--- Start PASSAGE ---
One of the very best shows on television for the past few years: a gorgeously-shot drama about advertising executives and the women who love them. Its depiction of early-60s life is startling…sexism, racism, hardcore smoking everywhere from the bedroom to the office to the plane, daytime drinking and infidelity. Its flawless art direction, terrific ensemble cast, and engaging scripts have made it a pleasure to watch through three superb seasons.
Although this show definitely seems to be trending upward, based on its body of work so far we dub “Mad Men” the 6th best show of the aughts.
Creator Matthew Weiner was slaving away for the Ted Danson sitcom “Becker” back in 2000. In his spare time, he crafted a spec script for a show called “Mad Men.” Although David Chase read the script and loved it, and brought Weiner aboard to write and produce for “The Sopranos,” most networks deemed the script unfilmable because of the amount of pure vice onscreen. That’s when the glorious spirit of the aughts kicked in. At a time when every basic cable channel started developing its own original shows for prestige and profit, AMC decided to get on board. With so many good shows cluttering the channel guide, they needed a series that would be distinctive, and they found that quality in “Mad Men.”
The series stars the magnetic Jon Hamm as Don Draper, dreamboat creative director for Sterling Cooper Advertising Agency with a dark secret (he’s an identity thief). His colleagues include John Slattery as the womanizing scoundrel Roger Sterling Jr., a man who was born into the advertising business, but maybe not born to do it. Vincent Kartheiser is an ideal annoyance as Pete Campbell, Don’s underling and sometime nemesis. Elisabeth Moss has delivered a breakout performance as Peggy Olson, the secretary-turned-ace copywriter. Most of the office characters (Bert Cooper, Lane Pryce, Sal, Kinsey) are engaging, and provide a great sounding board for the major players to bounce off of. Last but definitely not least, Christina Hendricks may have changed the world with her performance as Joan, the greatest office manager of all time.
--- End PASSAGE ---
PROBLEM REQUIREMENTS:
Continue the piece on "Mad Men" from its last sentence. The lines below were taken from a different source.
--- Start DATA PROVIDED ---
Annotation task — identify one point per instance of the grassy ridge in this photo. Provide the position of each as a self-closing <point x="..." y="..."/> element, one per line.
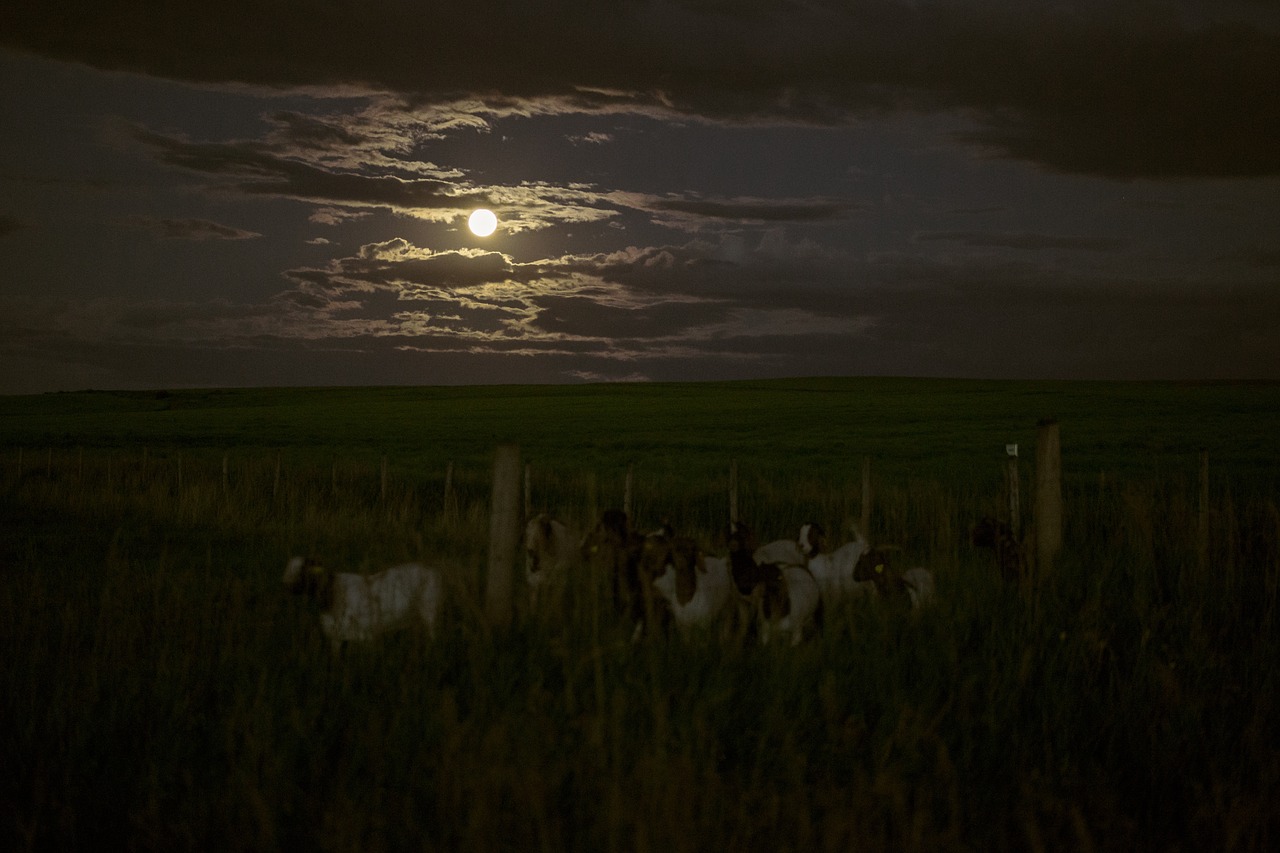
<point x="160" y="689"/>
--- End DATA PROVIDED ---
WRITTEN ANSWER:
Outside the office, “Mad Men” stars January Jones as Don’s wife Peggy Draper, who is a prototypical subject of the Feminine Mystique, and who begins to suspect that her husband is not what he seems. (Not coincidentally, Betty Friedan blamed advertising.) Alison Brie is fantastic as Pete’s wife Trudy…she guides him well on the path of life and rocks tremendous hats. Peyton List turns heads as Jane Siegel, Don’s secretary and then as Jane Sterling, Roger’s wife.
The best thing about this show is the way it looks: the actors are magnificently cast to type and the costumes, sets, props – everything is basically perfect. If you’re the kind of person who goes nuts over set design, you need to check out Natasha Vargas-Cooper’s “The Footnotes of Mad Men” blog.
“Mad Men” features studly dudes…well, one studly dude at least, but he’s studly enough to carry the show…and many intelligent and curvaceous ladies. Add in the fact that they’re ripping through Lucky Strikes like there’s no tomorrow while swigging a drink at 2 PM in an office meeting and it’s both astounding and gorgeous.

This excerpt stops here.